>> Begin Data excerpts

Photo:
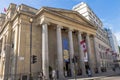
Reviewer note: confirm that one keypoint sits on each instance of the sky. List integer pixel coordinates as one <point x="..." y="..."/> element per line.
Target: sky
<point x="107" y="10"/>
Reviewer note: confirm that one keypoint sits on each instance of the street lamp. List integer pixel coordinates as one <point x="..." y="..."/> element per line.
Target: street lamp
<point x="31" y="21"/>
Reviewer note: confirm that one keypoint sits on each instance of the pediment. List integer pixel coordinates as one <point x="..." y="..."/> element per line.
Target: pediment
<point x="69" y="14"/>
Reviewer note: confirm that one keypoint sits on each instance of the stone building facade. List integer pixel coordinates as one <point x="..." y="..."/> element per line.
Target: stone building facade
<point x="56" y="41"/>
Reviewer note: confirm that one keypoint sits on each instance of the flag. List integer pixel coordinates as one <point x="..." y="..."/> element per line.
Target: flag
<point x="83" y="45"/>
<point x="5" y="10"/>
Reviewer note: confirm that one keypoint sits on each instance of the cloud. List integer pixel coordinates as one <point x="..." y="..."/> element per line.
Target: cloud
<point x="118" y="37"/>
<point x="80" y="0"/>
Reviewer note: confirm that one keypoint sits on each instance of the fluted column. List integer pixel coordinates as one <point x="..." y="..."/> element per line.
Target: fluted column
<point x="89" y="53"/>
<point x="45" y="58"/>
<point x="71" y="49"/>
<point x="96" y="55"/>
<point x="81" y="53"/>
<point x="59" y="53"/>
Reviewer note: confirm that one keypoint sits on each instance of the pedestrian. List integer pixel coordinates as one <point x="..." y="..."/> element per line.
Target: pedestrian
<point x="89" y="73"/>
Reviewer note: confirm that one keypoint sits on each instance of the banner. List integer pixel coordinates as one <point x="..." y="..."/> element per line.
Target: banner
<point x="65" y="50"/>
<point x="83" y="45"/>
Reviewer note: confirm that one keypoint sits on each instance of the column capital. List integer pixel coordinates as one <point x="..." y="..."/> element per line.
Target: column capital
<point x="59" y="26"/>
<point x="43" y="21"/>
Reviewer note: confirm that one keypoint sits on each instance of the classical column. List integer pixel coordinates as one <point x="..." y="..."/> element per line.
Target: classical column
<point x="89" y="54"/>
<point x="96" y="55"/>
<point x="45" y="58"/>
<point x="59" y="53"/>
<point x="71" y="49"/>
<point x="81" y="53"/>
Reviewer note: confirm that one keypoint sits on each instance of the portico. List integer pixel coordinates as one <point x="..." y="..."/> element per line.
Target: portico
<point x="73" y="33"/>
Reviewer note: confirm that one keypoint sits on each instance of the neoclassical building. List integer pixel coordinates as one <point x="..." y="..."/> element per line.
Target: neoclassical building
<point x="56" y="41"/>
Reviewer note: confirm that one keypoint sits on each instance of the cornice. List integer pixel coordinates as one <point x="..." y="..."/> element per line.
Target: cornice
<point x="68" y="18"/>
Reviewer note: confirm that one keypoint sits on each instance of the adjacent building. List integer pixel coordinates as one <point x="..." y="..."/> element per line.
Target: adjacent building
<point x="87" y="12"/>
<point x="56" y="37"/>
<point x="63" y="41"/>
<point x="103" y="46"/>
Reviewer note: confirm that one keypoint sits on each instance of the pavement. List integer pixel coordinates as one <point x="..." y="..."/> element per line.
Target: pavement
<point x="102" y="76"/>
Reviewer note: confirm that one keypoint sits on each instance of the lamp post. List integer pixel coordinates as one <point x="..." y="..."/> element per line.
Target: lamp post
<point x="31" y="21"/>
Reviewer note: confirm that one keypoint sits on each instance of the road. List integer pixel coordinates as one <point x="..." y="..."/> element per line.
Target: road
<point x="116" y="77"/>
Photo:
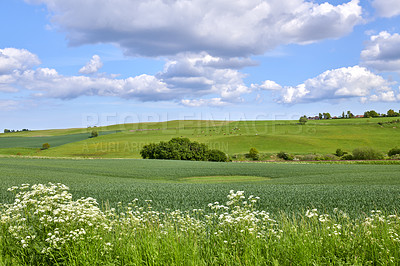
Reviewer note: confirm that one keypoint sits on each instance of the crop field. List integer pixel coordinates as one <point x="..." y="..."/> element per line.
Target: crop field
<point x="289" y="187"/>
<point x="199" y="213"/>
<point x="232" y="137"/>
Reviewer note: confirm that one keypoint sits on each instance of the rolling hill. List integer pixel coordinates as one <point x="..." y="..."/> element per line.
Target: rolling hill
<point x="233" y="137"/>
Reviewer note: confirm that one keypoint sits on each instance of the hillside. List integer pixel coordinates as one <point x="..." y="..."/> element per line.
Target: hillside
<point x="233" y="137"/>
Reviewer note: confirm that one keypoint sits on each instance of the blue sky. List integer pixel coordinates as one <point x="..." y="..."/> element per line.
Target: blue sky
<point x="83" y="63"/>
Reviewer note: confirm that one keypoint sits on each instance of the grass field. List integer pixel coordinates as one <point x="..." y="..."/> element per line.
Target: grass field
<point x="318" y="213"/>
<point x="237" y="137"/>
<point x="185" y="185"/>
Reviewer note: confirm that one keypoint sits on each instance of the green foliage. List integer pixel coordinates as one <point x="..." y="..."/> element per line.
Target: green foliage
<point x="217" y="156"/>
<point x="327" y="115"/>
<point x="254" y="154"/>
<point x="181" y="149"/>
<point x="394" y="151"/>
<point x="45" y="146"/>
<point x="347" y="157"/>
<point x="285" y="156"/>
<point x="94" y="134"/>
<point x="340" y="153"/>
<point x="289" y="187"/>
<point x="303" y="120"/>
<point x="44" y="226"/>
<point x="367" y="153"/>
<point x="371" y="113"/>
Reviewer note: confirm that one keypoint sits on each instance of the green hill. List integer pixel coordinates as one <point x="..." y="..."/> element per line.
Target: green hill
<point x="233" y="137"/>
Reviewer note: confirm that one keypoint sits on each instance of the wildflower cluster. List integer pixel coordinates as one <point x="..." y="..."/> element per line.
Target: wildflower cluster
<point x="45" y="218"/>
<point x="45" y="222"/>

>> End Data excerpts

*Objective*
Copy all the records above line for line, without changing anything. Leave out the pictures.

*Expected answer*
Photo:
Reviewer note: confirm that one keypoint sits on each instance of the sky. List integer pixel coordinates as one <point x="..." y="..."/> element per line.
Target: sky
<point x="107" y="10"/>
Reviewer note: confirm that one keypoint sits on each instance of the street lamp. List integer pixel coordinates as one <point x="..." y="..."/> element per line.
Target: street lamp
<point x="31" y="21"/>
Reviewer note: confirm that one keypoint sits on each instance of the pediment. List integer pixel coordinates as one <point x="..." y="..."/> element per line.
Target: pediment
<point x="69" y="14"/>
Reviewer note: confirm that one keypoint sits on each instance of the stone building facade. List integer pixel coordinates as one <point x="..." y="..."/> element per line.
Target: stone building facade
<point x="56" y="41"/>
Reviewer note: confirm that one keypoint sits on each instance of the flag. List integer pixel coordinates as one <point x="..." y="..."/> element per line.
Target: flag
<point x="83" y="45"/>
<point x="5" y="10"/>
Reviewer note: confirm that one keypoint sits on each instance of the cloud. List integer pixel coordinates as one <point x="..." y="..."/> element per line.
Target: cloud
<point x="118" y="37"/>
<point x="80" y="0"/>
Reviewer note: confirm that one keypoint sits on each instance of the fluted column. List integer pixel coordinates as one <point x="..." y="..."/> element per line.
Target: fluted column
<point x="89" y="53"/>
<point x="45" y="58"/>
<point x="71" y="49"/>
<point x="96" y="55"/>
<point x="81" y="53"/>
<point x="59" y="53"/>
Reviewer note: confirm that one keypoint sits on each instance of the pedestrian. List integer pixel coordinates as one <point x="..." y="..."/> element per line.
Target: pedestrian
<point x="89" y="73"/>
Reviewer note: confirm that one keypoint sits on each instance of the banner. List integer pixel coordinates as one <point x="..." y="..."/> element per line.
Target: banner
<point x="65" y="50"/>
<point x="83" y="45"/>
Reviewer note: confirm that one keypoint sits on each instance of the column capital. List integer pixel coordinates as one <point x="..." y="..."/> element per line.
Target: column capital
<point x="59" y="26"/>
<point x="43" y="21"/>
Reviewer note: confirm that one keypoint sits on each instance of the classical column. List integer pixel coordinates as one <point x="..." y="..."/> element per line.
Target: classical column
<point x="89" y="54"/>
<point x="96" y="55"/>
<point x="45" y="58"/>
<point x="59" y="53"/>
<point x="71" y="49"/>
<point x="81" y="53"/>
Reviewer note: confirm that one keypoint sits on each instance of the portico. List integer pixel coordinates as one <point x="..." y="..."/> element per line.
Target: portico
<point x="73" y="33"/>
Reviewer note: confirm that one keypoint sits on each instance of the neoclassical building. List integer pixel coordinates as one <point x="..." y="..."/> element per line.
Target: neoclassical building
<point x="56" y="41"/>
Reviewer note: confirm that one keypoint sits on each instance of the cornice. List integer pixel coordinates as one <point x="..." y="..."/> element per line.
Target: cornice
<point x="68" y="18"/>
Reviewer note: confirm that one keypoint sits on each instance of the adjacent building. List integer pixel coordinates as one <point x="..." y="..."/> element per line.
Target: adjacent building
<point x="87" y="12"/>
<point x="56" y="37"/>
<point x="63" y="41"/>
<point x="103" y="46"/>
Reviewer note: confirm that one keypoint sits on each instance of the pavement. List integer pixel coordinates as one <point x="..." y="..."/> element per line.
Target: pavement
<point x="102" y="76"/>
Reviewer note: confirm that one keypoint sits on each instance of the lamp post. List integer pixel coordinates as one <point x="..." y="..."/> element per line.
Target: lamp post
<point x="31" y="21"/>
Reviewer note: confirm that one keypoint sits on each instance of the road. List integer pixel coordinates as one <point x="..." y="..."/> element per line.
Target: road
<point x="116" y="77"/>
Photo:
Reviewer note: confirm that one keypoint sits on each instance of the crop field. List integer pixel coordinates as one <point x="..." y="..."/> element per line.
Target: crop field
<point x="289" y="187"/>
<point x="199" y="213"/>
<point x="232" y="137"/>
Reviewer note: confirm that one keypoint sits on each instance of the rolling hill. List integer pixel coordinates as one <point x="..." y="..."/> element per line.
Target: rolling hill
<point x="233" y="137"/>
Reviewer note: confirm that one keypoint sits on each instance of the hillside. List integer pixel coordinates as one <point x="..." y="..."/> element per line.
Target: hillside
<point x="233" y="137"/>
Reviewer note: confirm that one keypoint sits on each instance of the blue sky. List integer pixel coordinates as one <point x="..." y="..."/> element per line.
Target: blue sky
<point x="83" y="63"/>
Reviewer note: confirm that one keypoint sits on each instance of the grass field. List integer pixel coordinates as one <point x="..." y="..."/> element per line.
Target: grass field
<point x="318" y="213"/>
<point x="237" y="137"/>
<point x="185" y="185"/>
Reviewer note: confirm that one keypoint sits on each instance of the green foliage. List integer pixel coordinates as one <point x="..." y="..."/> element per line.
Target: green foliage
<point x="217" y="156"/>
<point x="327" y="115"/>
<point x="254" y="154"/>
<point x="181" y="149"/>
<point x="394" y="151"/>
<point x="45" y="146"/>
<point x="347" y="157"/>
<point x="285" y="156"/>
<point x="94" y="134"/>
<point x="340" y="153"/>
<point x="289" y="187"/>
<point x="303" y="120"/>
<point x="44" y="226"/>
<point x="367" y="153"/>
<point x="371" y="113"/>
Reviewer note: confirm that one keypoint sits on each instance of the green hill. List integer pixel coordinates as one <point x="..." y="..."/> element per line.
Target: green hill
<point x="233" y="137"/>
Reviewer note: confirm that one keypoint sits on each instance of the wildflower cluster. List integer pixel coordinates as one <point x="..." y="..."/> element per line.
Target: wildflower cluster
<point x="45" y="218"/>
<point x="45" y="222"/>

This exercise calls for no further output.